Annotation records:

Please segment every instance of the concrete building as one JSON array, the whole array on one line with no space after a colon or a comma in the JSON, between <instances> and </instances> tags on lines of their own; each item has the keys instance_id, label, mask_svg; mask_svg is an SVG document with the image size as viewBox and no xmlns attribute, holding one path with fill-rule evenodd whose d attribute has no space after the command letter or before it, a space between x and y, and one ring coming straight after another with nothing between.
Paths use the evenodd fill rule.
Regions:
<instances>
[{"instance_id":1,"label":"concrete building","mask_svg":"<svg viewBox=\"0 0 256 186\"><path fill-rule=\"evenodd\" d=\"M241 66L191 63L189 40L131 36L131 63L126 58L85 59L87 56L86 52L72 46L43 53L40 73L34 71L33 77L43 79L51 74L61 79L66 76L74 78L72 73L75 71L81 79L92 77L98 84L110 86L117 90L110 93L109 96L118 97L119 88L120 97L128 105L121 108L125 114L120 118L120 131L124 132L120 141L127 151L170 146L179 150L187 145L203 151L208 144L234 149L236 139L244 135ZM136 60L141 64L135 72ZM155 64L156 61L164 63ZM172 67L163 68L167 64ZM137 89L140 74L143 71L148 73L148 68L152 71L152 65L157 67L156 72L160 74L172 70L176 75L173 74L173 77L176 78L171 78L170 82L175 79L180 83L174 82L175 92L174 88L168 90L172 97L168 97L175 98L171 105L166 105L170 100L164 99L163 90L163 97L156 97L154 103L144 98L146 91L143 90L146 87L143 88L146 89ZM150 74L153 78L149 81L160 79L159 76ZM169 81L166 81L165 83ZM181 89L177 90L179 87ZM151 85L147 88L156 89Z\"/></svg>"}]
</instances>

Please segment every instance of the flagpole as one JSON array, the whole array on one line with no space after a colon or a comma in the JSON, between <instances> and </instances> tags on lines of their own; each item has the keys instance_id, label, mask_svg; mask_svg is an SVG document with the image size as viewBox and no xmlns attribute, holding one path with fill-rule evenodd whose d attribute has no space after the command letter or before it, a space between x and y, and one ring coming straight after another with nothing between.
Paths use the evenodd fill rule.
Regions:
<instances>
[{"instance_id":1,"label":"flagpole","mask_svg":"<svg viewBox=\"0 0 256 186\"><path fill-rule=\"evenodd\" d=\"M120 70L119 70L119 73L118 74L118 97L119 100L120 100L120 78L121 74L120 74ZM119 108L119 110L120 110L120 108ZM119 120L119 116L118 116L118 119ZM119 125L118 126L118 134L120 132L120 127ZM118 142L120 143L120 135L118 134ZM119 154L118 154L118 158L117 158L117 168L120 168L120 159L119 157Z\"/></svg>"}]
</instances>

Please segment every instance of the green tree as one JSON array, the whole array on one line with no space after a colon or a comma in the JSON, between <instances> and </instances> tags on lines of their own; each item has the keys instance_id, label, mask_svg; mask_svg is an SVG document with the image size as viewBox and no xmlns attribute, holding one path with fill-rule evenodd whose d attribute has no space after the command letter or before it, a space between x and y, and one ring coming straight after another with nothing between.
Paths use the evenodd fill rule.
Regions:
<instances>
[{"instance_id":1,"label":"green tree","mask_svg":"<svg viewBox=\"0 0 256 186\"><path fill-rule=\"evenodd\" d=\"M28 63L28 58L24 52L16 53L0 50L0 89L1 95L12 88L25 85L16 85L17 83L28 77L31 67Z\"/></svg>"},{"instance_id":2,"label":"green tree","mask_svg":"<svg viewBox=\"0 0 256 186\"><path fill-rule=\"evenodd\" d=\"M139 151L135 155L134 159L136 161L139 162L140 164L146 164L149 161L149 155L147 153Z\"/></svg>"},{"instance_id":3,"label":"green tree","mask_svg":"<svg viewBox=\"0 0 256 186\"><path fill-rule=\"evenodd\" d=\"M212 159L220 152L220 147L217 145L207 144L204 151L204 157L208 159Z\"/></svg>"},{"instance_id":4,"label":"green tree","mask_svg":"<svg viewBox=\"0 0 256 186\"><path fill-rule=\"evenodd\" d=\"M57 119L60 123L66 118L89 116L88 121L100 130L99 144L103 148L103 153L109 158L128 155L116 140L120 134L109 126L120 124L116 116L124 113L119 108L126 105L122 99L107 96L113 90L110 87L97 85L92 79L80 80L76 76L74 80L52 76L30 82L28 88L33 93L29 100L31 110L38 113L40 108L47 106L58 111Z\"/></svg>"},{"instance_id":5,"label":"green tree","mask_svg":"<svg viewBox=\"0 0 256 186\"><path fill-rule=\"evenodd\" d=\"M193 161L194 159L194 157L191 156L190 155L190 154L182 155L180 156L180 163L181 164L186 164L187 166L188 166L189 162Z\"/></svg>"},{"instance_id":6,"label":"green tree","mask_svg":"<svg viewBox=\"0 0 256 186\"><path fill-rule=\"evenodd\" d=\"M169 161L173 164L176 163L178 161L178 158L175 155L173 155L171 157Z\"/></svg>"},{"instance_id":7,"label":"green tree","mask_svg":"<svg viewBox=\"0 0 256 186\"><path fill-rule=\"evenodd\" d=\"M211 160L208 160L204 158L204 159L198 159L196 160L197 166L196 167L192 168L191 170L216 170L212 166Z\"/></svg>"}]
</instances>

# Task to complete:
Your task is to repeat every entry exactly.

# The response:
Please segment every instance of the concrete building as one JSON array, the whole array on one line with no space after a colon or a comma in the JSON, between <instances> and </instances> tags on lines of their own; each item has the keys instance_id, label, mask_svg; mask_svg is an SVG document with the image size as viewBox and no xmlns attribute, holding one path with fill-rule evenodd whose d attribute has no space after the command letter or before it, a space between x and y, and one ring coming straight after another with nothing between.
Paths use the evenodd fill rule.
Regions:
<instances>
[{"instance_id":1,"label":"concrete building","mask_svg":"<svg viewBox=\"0 0 256 186\"><path fill-rule=\"evenodd\" d=\"M241 66L191 63L189 40L131 36L131 63L126 58L85 59L87 56L86 52L72 46L43 53L40 73L34 71L33 77L43 79L51 74L61 79L66 76L74 78L72 73L75 71L81 79L92 77L98 84L110 86L117 90L110 93L109 96L118 97L119 88L120 97L128 105L121 108L125 114L120 118L120 131L124 132L120 141L127 151L170 146L179 150L187 145L203 151L208 144L234 149L236 139L244 135ZM136 60L141 64L135 72ZM155 64L156 61L164 63ZM172 67L163 68L167 64ZM137 89L140 74L143 71L148 73L148 68L152 71L152 65L157 67L156 72L160 74L172 70L176 75L173 74L173 77L176 78L171 78L170 82L175 79L180 83L174 82L175 92L174 88L168 90L172 97L168 97L175 98L171 105L166 105L170 100L164 99L163 90L163 97L156 97L154 103L144 98L146 91L143 90L146 87L143 88L146 89ZM150 74L153 78L149 81L160 79L159 76ZM169 81L166 81L165 83ZM181 89L177 90L179 87ZM151 85L147 88L156 89Z\"/></svg>"}]
</instances>

Please segment every instance of the flagpole as one JSON array, the whole array on one line with no space after a colon or a comma in the JSON, between <instances> and </instances> tags on lines of their own; each item has the keys instance_id, label, mask_svg; mask_svg is an SVG document with the image size as viewBox and no xmlns attribute, holding one path with fill-rule evenodd whose d attribute has no space after the command letter or before it, a space between x and y, and one ring coming straight after another with nothing between.
Paths use the evenodd fill rule.
Regions:
<instances>
[{"instance_id":1,"label":"flagpole","mask_svg":"<svg viewBox=\"0 0 256 186\"><path fill-rule=\"evenodd\" d=\"M120 70L119 70L119 73L118 74L118 97L119 100L120 100L120 78L121 74L120 74ZM119 108L119 110L120 110L120 108ZM119 120L119 116L118 116L118 119ZM119 125L118 126L118 134L120 132L120 127ZM118 142L120 143L120 135L118 134ZM119 154L118 154L118 158L117 158L117 168L120 168L120 159L119 157Z\"/></svg>"}]
</instances>

Please segment every instance of the green tree as one JSON array, the whole array on one line with no space after a colon or a comma in the JSON, between <instances> and </instances> tags on lines of their own; each item has the keys instance_id, label, mask_svg; mask_svg is an SVG document with the image size as viewBox and no xmlns attribute, holding one path with fill-rule evenodd whose d attribute has no space after the command letter or before it, a space between x and y, and one ring coming straight after another with nothing between.
Paths use the evenodd fill rule.
Regions:
<instances>
[{"instance_id":1,"label":"green tree","mask_svg":"<svg viewBox=\"0 0 256 186\"><path fill-rule=\"evenodd\" d=\"M28 63L28 58L24 52L16 53L0 50L0 89L1 95L12 88L25 85L16 85L17 83L28 77L31 67Z\"/></svg>"},{"instance_id":2,"label":"green tree","mask_svg":"<svg viewBox=\"0 0 256 186\"><path fill-rule=\"evenodd\" d=\"M139 151L135 155L134 159L136 161L139 162L140 164L146 164L149 161L149 155L147 153Z\"/></svg>"},{"instance_id":3,"label":"green tree","mask_svg":"<svg viewBox=\"0 0 256 186\"><path fill-rule=\"evenodd\" d=\"M212 159L220 152L220 147L217 145L207 144L204 151L204 157L208 159Z\"/></svg>"},{"instance_id":4,"label":"green tree","mask_svg":"<svg viewBox=\"0 0 256 186\"><path fill-rule=\"evenodd\" d=\"M57 119L60 123L66 118L89 116L88 121L100 130L99 144L103 148L103 153L109 158L128 155L116 140L120 134L109 126L120 124L116 116L124 113L119 108L126 105L122 99L107 96L113 90L110 87L97 85L92 79L80 80L76 76L74 80L52 76L30 82L28 88L33 93L29 100L31 110L38 113L40 108L47 106L58 111Z\"/></svg>"},{"instance_id":5,"label":"green tree","mask_svg":"<svg viewBox=\"0 0 256 186\"><path fill-rule=\"evenodd\" d=\"M193 161L194 159L194 157L191 156L190 155L190 154L182 155L180 156L180 163L181 164L186 164L187 166L188 166L189 162Z\"/></svg>"},{"instance_id":6,"label":"green tree","mask_svg":"<svg viewBox=\"0 0 256 186\"><path fill-rule=\"evenodd\" d=\"M169 161L173 164L176 163L178 161L178 158L175 155L173 155L171 157Z\"/></svg>"},{"instance_id":7,"label":"green tree","mask_svg":"<svg viewBox=\"0 0 256 186\"><path fill-rule=\"evenodd\" d=\"M211 160L208 160L204 158L204 159L198 159L196 160L197 166L196 167L192 168L191 170L216 170L212 166Z\"/></svg>"}]
</instances>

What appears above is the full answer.